====== STORED RECORDS ======

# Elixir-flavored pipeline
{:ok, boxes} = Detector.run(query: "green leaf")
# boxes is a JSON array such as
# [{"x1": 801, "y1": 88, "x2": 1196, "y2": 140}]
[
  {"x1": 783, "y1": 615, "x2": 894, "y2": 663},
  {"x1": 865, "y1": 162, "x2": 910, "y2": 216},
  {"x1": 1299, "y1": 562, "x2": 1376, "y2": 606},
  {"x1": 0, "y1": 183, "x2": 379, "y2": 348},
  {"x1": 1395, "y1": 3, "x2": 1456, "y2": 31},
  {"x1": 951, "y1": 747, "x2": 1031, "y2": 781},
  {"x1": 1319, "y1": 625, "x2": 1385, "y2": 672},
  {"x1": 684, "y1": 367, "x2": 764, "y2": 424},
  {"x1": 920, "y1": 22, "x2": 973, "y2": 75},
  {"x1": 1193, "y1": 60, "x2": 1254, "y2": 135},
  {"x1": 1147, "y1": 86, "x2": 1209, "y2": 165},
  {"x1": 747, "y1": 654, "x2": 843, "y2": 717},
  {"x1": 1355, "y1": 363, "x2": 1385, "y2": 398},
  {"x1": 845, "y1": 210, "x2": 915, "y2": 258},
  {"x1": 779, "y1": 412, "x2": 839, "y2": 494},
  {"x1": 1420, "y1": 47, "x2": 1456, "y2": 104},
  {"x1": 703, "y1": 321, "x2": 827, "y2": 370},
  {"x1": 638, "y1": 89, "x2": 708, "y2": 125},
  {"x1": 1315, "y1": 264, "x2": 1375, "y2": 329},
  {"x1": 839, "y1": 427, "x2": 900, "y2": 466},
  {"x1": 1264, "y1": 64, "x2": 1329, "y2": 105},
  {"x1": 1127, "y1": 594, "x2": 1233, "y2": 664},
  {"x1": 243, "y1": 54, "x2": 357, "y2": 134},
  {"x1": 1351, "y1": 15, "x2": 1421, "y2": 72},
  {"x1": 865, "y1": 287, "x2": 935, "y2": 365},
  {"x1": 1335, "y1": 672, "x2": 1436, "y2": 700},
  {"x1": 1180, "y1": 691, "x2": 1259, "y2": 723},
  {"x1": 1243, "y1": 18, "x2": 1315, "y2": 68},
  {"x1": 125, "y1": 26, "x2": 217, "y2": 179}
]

======

EXERCISE REQUIREMENTS
Pull out every line of the object detection data above that contains the word "boxes", treating uppercase and lowercase letters as different.

EXERCISE OUTPUT
{:ok, boxes} = Detector.run(query: "green leaf")
# boxes is a JSON array such as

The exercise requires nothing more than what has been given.